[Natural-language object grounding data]
▬▬▬▬▬▬▬▬▬▬

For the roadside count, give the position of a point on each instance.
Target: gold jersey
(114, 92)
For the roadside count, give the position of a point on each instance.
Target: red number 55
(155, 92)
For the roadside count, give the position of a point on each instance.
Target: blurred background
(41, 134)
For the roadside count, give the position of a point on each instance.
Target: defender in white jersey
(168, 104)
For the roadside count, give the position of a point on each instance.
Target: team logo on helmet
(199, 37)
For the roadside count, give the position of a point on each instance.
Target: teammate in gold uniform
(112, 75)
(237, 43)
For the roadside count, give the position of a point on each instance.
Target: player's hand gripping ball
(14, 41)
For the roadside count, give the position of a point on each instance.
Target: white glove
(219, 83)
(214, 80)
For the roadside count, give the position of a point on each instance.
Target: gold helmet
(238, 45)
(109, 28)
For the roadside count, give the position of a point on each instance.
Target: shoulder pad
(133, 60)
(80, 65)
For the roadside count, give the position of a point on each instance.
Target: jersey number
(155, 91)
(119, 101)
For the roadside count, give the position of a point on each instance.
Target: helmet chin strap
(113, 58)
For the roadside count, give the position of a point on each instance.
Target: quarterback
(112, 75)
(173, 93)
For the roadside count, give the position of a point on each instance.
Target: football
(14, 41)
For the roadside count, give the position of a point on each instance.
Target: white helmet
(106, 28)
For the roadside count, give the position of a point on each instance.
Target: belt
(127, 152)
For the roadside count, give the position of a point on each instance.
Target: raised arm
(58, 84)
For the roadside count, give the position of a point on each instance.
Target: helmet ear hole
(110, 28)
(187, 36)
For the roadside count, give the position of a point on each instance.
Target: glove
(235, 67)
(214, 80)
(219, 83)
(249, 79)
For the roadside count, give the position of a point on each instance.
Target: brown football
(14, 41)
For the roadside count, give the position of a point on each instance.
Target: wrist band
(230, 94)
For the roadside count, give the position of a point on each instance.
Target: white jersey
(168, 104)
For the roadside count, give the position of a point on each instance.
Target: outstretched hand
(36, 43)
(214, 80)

▬▬▬▬▬▬▬▬▬▬

## Task requirements
The full data, repeated exactly, is the only acceptable output.

## Task result
For the roadside count, give the position of a point on each instance.
Target: gold jersey
(114, 92)
For the roadside count, give the position of a point on each instance.
Target: red number 55
(155, 92)
For the roadside count, give the position of a point on each instance.
Target: blurred background
(41, 134)
For the roadside count, give the position of a point on each instance.
Target: defender in white jersey
(168, 104)
For the roadside count, give the position of a point on each instance.
Target: team logo on helmet
(199, 37)
For the roadside count, give the position of a point on each instance.
Target: teammate in gold uniform
(112, 75)
(237, 43)
For the roadside count, give the position of a point on each instance.
Target: player's hand gripping ball
(14, 41)
For the roadside count, give the position of a point on each instance.
Target: white glove
(219, 83)
(214, 80)
For the roadside count, give the position of a point on each instance.
Target: gold helmet
(238, 45)
(109, 28)
For the roadside count, give the position of a point on each instance.
Target: shoulder pad
(133, 60)
(80, 65)
For the roadside count, give the position of a point on each instance.
Target: jersey number
(155, 91)
(119, 101)
For the roadside count, give the position of a point on each instance.
Target: helmet chin strap
(113, 58)
For the roadside count, give the position of a point on each instance.
Target: quarterback
(112, 75)
(173, 93)
For the roadside count, give the position of a point on each instance.
Target: football
(14, 41)
For the roadside count, give the position of a point on each instance.
Target: white helmet
(106, 28)
For the roadside count, give the position of a point on each instance.
Target: belt
(127, 152)
For the roadside count, give the position of a point on each instance.
Target: raised arm
(58, 84)
For the roadside count, give the position of a point on each instance.
Target: helmet ear hole
(110, 28)
(187, 36)
For the roadside count, give the position of a point on each instance.
Target: glove
(235, 67)
(214, 80)
(219, 83)
(249, 79)
For the roadside count, give the position of a point on each instance.
Target: brown football
(14, 41)
For the roadside count, give the position of a point on each instance.
Target: wrist band
(230, 94)
For the roadside count, give the position of a point on each instance.
Target: white jersey
(168, 104)
For the roadside count, give the position of a point on each instance.
Target: outstretched hand
(36, 43)
(214, 80)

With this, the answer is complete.